Passage shown:
────────────────

California voters approve measure aimed at restricting AIDS Healthcare Foundation spending
California voters have approved Proposition 34, a measure from an apartment trade group that aimed to restrict spending by the AIDS Healthcare Foundation, which has bankrolled several rent control initiatives and criticized the measure as unconstitutional revenge.
The Associated Press called the initiative Wednesday evening. According to the California Secretary of State, the measure is ahead 50.8% to 49.2%.
As written, Proposition 34 applies to healthcare providers that have spent more than $100 million in any 10-year period on things besides direct patient care and have run multifamily housing with more than 500 “high-severity health and safety violations.”
If a healthcare provider meets that standard, they would be required to spend 98% of their revenues from a federal prescription drug program on direct patient care.
The measure was sponsored by the California Apartment Assn., whose campaign committee said that the new rules could apply to multiple organizations and noted that the initiative’s language did not name any specific group.
In the weeks before the election, much of the advertising in favor of it similarly did not name a specific healthcare provider, but emphasized Proposition 34 would save taxpayers money while also increasing spending on patient care.
However, the apartment association did single out the AIDS Healthcare Foundation by name as a target during the campaign and no other health organization has such a well-publicized history of operating housing with health and safety complaints and spending money on things other than direct patient care.
The AIDS Healthcare Foundation has bankrolled three initiatives to dramatically expand rent control in recent years, including Proposition 33 on this year’s ballot.

────────────────

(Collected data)
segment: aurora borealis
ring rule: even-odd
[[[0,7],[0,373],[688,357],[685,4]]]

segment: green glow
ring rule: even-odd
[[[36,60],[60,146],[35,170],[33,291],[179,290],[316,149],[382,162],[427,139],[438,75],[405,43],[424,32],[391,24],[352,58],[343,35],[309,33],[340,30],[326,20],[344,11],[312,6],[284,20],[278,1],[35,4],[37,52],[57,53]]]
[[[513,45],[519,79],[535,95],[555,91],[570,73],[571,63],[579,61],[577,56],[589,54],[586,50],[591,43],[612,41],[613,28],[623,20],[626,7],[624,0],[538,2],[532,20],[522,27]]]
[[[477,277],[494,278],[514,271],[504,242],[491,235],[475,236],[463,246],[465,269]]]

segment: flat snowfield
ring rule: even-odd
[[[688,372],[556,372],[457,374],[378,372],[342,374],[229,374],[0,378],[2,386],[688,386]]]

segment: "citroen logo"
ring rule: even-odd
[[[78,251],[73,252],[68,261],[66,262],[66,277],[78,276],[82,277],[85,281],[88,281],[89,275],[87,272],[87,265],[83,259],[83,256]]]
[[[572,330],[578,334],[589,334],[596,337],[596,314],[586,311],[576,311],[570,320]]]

────────────────

Task instructions:
Answer these questions from the article on Proposition 34.
(a) By what percentages was the measure ahead, according to the California Secretary of State?
(b) What share of a qualifying provider's revenues from a federal prescription drug program would have to go to direct patient care?
(c) Which proposition on this year's ballot is named as one of the rent control initiatives bankrolled by the AIDS Healthcare Foundation?

Response to this exercise:
(a) 50.8% to 49.2%
(b) 98%
(c) Proposition 33